INSTRUCTIONS TO FOLLOW
Skip all lines in the entries below that come before the one containing "Identify a point on each instance of the red". Repeat that line and the rest exactly.

*** Block opens ***

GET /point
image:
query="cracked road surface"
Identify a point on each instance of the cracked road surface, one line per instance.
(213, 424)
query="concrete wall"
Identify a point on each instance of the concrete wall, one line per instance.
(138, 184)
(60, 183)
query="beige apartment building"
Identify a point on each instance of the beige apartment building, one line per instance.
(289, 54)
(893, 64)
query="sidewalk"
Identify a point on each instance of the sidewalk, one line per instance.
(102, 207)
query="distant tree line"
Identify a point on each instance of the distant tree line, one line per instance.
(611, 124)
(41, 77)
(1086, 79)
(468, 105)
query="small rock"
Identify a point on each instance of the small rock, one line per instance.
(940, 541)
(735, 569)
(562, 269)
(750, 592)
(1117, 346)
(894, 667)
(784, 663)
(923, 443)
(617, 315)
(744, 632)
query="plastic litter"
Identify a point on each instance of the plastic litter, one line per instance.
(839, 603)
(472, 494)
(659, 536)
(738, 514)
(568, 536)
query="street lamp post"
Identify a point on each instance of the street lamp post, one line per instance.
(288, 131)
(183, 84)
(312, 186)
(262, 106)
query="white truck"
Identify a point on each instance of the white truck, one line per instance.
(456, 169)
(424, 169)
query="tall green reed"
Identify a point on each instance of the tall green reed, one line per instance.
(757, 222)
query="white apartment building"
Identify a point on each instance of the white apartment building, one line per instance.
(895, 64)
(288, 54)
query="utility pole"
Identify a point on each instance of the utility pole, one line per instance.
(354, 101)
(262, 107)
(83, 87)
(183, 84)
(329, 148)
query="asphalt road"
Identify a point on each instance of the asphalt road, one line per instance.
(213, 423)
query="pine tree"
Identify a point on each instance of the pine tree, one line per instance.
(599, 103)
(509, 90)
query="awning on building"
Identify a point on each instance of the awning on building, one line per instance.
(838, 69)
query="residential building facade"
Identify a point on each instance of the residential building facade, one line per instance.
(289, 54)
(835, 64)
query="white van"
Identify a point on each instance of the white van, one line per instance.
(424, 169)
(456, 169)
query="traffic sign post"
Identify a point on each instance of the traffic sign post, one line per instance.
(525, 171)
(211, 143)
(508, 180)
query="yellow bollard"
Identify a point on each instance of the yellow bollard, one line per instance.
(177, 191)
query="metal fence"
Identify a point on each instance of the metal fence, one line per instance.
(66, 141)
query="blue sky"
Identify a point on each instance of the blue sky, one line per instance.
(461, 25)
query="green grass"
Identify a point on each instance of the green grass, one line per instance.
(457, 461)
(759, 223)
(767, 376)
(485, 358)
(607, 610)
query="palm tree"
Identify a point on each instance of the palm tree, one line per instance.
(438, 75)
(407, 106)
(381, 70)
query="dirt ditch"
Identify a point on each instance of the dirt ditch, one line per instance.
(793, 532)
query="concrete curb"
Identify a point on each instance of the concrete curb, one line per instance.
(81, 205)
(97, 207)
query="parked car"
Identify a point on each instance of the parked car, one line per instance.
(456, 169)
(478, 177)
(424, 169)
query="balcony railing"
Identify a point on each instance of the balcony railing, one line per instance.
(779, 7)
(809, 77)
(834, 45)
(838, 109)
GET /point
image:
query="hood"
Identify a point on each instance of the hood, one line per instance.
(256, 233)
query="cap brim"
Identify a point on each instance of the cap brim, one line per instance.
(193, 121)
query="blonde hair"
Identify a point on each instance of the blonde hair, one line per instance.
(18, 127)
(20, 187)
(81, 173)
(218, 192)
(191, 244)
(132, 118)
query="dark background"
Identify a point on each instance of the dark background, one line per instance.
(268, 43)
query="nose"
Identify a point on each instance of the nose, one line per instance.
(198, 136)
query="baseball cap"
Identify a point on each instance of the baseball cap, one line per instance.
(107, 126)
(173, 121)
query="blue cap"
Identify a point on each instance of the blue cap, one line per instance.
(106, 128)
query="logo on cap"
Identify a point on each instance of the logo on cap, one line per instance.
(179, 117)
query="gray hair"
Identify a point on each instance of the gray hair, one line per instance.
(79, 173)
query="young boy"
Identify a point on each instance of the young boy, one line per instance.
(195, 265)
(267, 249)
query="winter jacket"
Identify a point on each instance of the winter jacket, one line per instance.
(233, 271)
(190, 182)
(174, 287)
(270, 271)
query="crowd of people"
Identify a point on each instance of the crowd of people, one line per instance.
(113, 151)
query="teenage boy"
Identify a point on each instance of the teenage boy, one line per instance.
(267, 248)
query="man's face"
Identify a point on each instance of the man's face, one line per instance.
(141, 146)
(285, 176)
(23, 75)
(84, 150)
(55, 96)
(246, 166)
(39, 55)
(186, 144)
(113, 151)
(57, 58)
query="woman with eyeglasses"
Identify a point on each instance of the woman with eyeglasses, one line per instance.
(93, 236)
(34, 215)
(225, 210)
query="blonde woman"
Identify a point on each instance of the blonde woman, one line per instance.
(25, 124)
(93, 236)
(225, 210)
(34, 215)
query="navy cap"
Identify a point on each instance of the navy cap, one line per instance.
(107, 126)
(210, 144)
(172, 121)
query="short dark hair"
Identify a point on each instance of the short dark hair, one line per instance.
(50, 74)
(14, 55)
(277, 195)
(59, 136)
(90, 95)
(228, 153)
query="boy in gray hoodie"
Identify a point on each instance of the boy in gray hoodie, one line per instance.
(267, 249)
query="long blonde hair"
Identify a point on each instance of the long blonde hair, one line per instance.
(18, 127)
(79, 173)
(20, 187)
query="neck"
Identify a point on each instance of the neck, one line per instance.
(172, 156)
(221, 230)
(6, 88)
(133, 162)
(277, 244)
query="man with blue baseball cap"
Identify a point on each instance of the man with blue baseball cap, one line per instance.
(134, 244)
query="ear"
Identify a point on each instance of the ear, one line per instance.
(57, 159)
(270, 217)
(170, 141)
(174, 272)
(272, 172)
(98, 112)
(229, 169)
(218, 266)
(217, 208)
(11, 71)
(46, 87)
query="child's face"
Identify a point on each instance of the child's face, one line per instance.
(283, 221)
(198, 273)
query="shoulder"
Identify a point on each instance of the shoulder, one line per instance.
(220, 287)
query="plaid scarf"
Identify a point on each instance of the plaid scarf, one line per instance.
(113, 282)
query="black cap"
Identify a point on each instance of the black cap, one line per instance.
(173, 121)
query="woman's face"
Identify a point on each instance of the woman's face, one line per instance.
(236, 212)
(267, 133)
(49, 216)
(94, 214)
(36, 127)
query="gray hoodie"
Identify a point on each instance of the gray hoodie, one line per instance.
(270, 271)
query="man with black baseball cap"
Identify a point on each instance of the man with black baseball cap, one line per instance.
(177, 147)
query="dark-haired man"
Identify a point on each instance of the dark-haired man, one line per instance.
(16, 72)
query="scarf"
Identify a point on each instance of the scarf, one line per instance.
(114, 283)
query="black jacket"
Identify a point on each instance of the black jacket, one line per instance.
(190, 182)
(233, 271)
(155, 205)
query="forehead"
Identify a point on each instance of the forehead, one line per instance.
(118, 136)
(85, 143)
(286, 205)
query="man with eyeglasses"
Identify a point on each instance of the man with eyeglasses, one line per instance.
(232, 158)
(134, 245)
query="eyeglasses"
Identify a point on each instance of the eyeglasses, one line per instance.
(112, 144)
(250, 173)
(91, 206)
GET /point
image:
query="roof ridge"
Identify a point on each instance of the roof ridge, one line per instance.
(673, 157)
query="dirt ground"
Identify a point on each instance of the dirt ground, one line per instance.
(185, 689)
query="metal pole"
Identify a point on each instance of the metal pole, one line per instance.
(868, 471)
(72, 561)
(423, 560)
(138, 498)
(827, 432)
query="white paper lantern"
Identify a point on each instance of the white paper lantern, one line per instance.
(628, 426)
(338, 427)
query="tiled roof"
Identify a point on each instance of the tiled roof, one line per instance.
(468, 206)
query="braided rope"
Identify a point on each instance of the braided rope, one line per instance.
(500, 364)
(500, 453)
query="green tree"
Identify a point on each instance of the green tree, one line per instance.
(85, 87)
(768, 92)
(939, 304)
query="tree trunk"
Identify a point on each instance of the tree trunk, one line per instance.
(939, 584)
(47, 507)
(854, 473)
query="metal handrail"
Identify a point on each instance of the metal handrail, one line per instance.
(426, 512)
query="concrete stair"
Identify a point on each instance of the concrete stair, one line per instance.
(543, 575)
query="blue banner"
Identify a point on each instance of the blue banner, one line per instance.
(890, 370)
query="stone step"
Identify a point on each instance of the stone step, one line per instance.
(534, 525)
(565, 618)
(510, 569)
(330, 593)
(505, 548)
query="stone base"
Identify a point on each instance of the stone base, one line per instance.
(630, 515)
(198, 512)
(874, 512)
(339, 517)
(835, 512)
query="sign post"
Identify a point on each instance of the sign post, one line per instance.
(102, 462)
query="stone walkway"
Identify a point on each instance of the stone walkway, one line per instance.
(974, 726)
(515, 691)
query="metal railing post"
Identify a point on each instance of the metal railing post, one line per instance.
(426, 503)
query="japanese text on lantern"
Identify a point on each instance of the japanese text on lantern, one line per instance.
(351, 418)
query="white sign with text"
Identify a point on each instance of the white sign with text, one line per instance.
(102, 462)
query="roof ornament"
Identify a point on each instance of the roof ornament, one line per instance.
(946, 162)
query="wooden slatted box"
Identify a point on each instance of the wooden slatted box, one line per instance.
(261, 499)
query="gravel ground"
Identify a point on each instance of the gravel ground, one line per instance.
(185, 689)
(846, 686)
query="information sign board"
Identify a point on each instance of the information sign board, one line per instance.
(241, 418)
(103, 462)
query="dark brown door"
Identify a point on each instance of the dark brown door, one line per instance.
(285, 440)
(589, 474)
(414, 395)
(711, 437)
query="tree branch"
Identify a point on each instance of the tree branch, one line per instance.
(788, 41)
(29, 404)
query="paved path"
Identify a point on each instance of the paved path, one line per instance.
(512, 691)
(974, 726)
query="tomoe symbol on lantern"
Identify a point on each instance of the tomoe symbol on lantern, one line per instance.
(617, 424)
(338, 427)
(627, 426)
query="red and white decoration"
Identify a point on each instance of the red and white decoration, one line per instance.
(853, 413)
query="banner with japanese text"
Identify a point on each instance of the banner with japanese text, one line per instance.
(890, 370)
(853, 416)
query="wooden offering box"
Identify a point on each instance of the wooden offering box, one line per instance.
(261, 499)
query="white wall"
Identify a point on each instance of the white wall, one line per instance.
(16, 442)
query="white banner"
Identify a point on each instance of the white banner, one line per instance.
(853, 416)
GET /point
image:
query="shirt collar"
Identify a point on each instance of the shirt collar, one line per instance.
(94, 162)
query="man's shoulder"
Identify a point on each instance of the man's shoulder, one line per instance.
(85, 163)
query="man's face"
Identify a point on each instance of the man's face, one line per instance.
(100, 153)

*** Block closes ***

OUTPUT BELOW
Identify a point on each instance of the red and white decoration, one line per instance.
(853, 413)
query="banner with japanese text"
Identify a point on each instance of the banner with japanese text, one line per instance.
(890, 370)
(853, 416)
query="wooden offering box"
Identify a point on each instance of the wooden offering box, one line per instance.
(261, 499)
query="white wall"
Identify a point on each instance of the white wall, one line per instance.
(16, 442)
query="white banner"
Identify a point on each instance of the white banner, one line per instance.
(853, 416)
GET /point
image:
query="shirt collar"
Identify a point on each instance of the shirt collar, one line per instance.
(94, 162)
query="man's shoulder"
Identify a point on each instance of the man's shoulder, one line per instance.
(85, 163)
query="man's face"
Identify a point on each instance of the man's face, one line per instance.
(100, 153)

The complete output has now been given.